→ TASK STATEMENT
Show, unchanged, every line of the listing below that contains the string "blue".

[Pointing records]

================

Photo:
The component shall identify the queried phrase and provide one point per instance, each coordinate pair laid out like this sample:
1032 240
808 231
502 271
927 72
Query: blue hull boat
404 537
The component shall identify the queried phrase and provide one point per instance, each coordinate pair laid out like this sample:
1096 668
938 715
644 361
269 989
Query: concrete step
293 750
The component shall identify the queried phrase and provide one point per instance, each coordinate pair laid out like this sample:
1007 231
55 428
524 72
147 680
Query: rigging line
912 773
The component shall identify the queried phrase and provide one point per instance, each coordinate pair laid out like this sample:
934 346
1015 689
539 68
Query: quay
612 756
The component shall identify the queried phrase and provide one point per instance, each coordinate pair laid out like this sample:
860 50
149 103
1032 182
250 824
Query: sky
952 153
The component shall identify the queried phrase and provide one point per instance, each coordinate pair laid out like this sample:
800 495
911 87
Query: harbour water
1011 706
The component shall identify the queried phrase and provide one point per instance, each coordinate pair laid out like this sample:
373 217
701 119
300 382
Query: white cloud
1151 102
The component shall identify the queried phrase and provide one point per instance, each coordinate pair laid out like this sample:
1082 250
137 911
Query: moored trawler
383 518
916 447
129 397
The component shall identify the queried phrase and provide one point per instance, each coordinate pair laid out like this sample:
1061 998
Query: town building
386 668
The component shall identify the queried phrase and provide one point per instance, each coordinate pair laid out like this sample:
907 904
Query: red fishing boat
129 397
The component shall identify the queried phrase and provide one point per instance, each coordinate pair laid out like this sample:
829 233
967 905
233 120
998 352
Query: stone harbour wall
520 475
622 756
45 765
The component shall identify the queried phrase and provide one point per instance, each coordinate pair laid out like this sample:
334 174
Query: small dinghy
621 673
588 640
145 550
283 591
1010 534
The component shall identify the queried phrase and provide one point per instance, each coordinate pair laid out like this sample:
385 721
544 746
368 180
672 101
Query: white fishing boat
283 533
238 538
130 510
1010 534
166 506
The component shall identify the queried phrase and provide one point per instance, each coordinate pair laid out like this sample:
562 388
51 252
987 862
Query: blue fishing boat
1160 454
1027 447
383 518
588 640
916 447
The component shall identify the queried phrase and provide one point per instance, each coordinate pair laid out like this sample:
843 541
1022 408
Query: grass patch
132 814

================

→ RESPONSE
Query: blue hull boat
Query: blue fishing boat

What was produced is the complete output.